### Estratto fornito:
^^^^

TAR EMILIA-ROMAGNA - BOLOGNA, SEZ. I – Sentenza 4 ottobre 2002 n. 1417
- Pres. Perricone, Est. Calderoni - Franchini (Avv.ti F. Ruggio e D. Ponzo) c. Ministero dell’Interno e Questore di Modena (Avv. Stato M. Zito) - (accoglie).1. Autorizzazione e concessione - Licenza di P.S. - Diniego o revoca - Autorità di polizia - Ha un lato potere discrezionale in ordine ai provvedimenti relativi.
2. Atto amministrativo - Procedimento - Comunicazione di avvio - Ex art. 7 L. n. 241/90 - Necessità - Nel caso di provvedimenti discrezionali o nel caso di provvedimenti di autotutela - Sussiste.
3. Autorizzazione e concessione - Licenza di P.S. - Revoca - Preventiva comunicazione di avvio del procedimento - Necessità - Sussiste.
4. Autorizzazione e concessione - Licenza di P.S. - Sospensione - Nel caso in cui siano state indicate le ragioni di urgenza - Preventiva comunicazione di avvio del procedimento - Necessità - Non sussiste - Revoca della licenza - Preventiva comunicazione - Necessità - Sussiste in ogni caso.
5. Atto amministrativo - Procedimento - Comunicazione di avvio - Ex art. 7 L. n. 241/90 - Necessità - Orientamento secondo cui non occorre comunicazione di avvio ove risulti che l’esito del procedimento non sarebbe stato differente - Non può essere condiviso.
6. Giustizia amministrativa - Risarcimento dei danni - Derivanti da lesione di interessi legittimi - Presupposti - Dimostrazione dell'effettivo danno patrimoniale subìto e del nesso eziologico con i provvedimenti illegittimi annullati - Necessità - Sussiste.
1. Le disposizioni di cui agli artt. 8-13 del T.U. 18 giugno 1931, n. 773, in materia di licenze di pubblica sicurezza, configurano un sistema nell'ambito del quale si deve riconoscere all'Autorità di P.S. una sfera di ampia discrezionalità in ordine al diniego od alla revoca delle licenze od autorizzazioni ivi contemplate (1).
2. L'obbligo di dare comunicazione dell'avvio del procedimento, imposto all'Amministrazione dall'art. 7 L. 7 agosto 1990 n. 241, sussiste: a) nei casi in cui sia previsto uso di discrezionalità amministrativa, sia essa «pura» o «tecnica», in relazione ai quali il privato può certamente dare il suo valido apporto (2); b) nell’ipotesi di esercizio del potere di autotutela, sotto forma di ritiro di un precedente provvedimento (3).

^^^^

### Dati forniti:

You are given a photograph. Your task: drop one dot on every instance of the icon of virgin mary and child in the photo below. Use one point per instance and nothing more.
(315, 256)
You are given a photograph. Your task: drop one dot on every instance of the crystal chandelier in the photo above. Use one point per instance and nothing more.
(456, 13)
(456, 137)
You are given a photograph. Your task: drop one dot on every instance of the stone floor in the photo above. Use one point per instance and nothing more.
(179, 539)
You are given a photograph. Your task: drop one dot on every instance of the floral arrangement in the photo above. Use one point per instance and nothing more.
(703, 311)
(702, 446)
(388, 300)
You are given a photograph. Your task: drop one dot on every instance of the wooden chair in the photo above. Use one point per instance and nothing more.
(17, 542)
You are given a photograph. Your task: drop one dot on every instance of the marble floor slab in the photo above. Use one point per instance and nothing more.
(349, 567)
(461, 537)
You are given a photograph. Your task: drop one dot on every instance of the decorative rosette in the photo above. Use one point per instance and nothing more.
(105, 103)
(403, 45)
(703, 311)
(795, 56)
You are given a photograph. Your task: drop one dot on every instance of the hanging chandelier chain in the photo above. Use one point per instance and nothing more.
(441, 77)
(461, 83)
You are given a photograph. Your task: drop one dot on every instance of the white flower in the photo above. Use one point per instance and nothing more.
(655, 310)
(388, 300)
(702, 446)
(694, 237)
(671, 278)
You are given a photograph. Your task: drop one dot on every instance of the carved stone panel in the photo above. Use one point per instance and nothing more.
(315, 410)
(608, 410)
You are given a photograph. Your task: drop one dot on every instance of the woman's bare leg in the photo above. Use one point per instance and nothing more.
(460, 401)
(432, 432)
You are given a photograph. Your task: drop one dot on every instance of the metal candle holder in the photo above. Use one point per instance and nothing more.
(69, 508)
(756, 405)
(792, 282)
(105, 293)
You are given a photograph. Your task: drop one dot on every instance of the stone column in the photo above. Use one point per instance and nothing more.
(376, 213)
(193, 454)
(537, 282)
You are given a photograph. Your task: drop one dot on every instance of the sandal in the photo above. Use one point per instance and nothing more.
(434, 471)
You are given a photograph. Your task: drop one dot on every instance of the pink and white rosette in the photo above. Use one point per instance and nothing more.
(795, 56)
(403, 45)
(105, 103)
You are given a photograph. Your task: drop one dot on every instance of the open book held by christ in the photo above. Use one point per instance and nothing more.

^^^^

### Cosa farai:
1. Puoi riportare il passo della sentenza del TAR compreso tra "TAR EMILIA-ROMAGNA - BOLOGNA, SEZ." e "ai provvedimenti relativi.", estremi inclusi, sostituendo "Questore di Modena" con "Prefetto di Modena"?
2. Come prosegue la sentenza del TAR dopo l'ultima frase riportata? Riprendila da lì e continuala.

### Risposte per attività:
1.
TAR EMILIA-ROMAGNA - BOLOGNA, SEZ. I – Sentenza 4 ottobre 2002 n. 1417
- Pres. Perricone, Est. Calderoni - Franchini (Avv.ti F. Ruggio e D. Ponzo) c. Ministero dell’Interno e Prefetto di Modena (Avv. Stato M. Zito) - (accoglie).1. Autorizzazione e concessione - Licenza di P.S. - Diniego o revoca - Autorità di polizia - Ha un lato potere discrezionale in ordine ai provvedimenti relativi.

2.
3. L’adozione di atti di revoca delle licenze di P.S. va preceduta - a pena di illegittimità - da apposita comunicazione dell'avvio del procedimento amministrativo ex art. 7 L. 7 agosto 1990 n. 241, tenuto conto anche del fatto che il T.U. 18 giugno 1931, n. 773, non disciplina in alcun modo il procedimento finalizzato all'adozione del detto provvedimento di revoca (4).
4. La mancata osservanza delle formalità garantistiche di cui all’art. 7 L. 7 agosto 1990 n. 241 può essere giustificata, ove si manifestino esigenze cautelari e di urgenza che vanno adeguatamente esternate, solo ove venga emanato un atto di effettiva sospensione a termine della licenza di P.S. Le medesime esigenze non possono, viceversa, legittimare l'omissione dell'adempimento nel caso in cui debba essere adottato un provvedimento di immediata revoca della licenza di P.S. e cessazione dell’attività, il quale, invece, va assunto in contraddittorio con il titolare.
5. Non può essere condiviso l’orientamento di una parte della giurisprudenza più recente secondo cui la violazione dell'obbligo di dare comunicazione dell'avvio del procedimento non dà luogo all’annullamento dell’atto finale, ove risulti che l’esito del procedimento non sarebbe stato differente anche se vi fosse stata la partecipazione dell’interessato (5).
6. Deve essere respinta la domanda di risarcimento del danno che non sia accompagnata dalla dimostrazione dell'effettivo danno patrimoniale subìto e del nesso eziologico con i provvedimenti illegittimi annullati in sede giudiziale (6).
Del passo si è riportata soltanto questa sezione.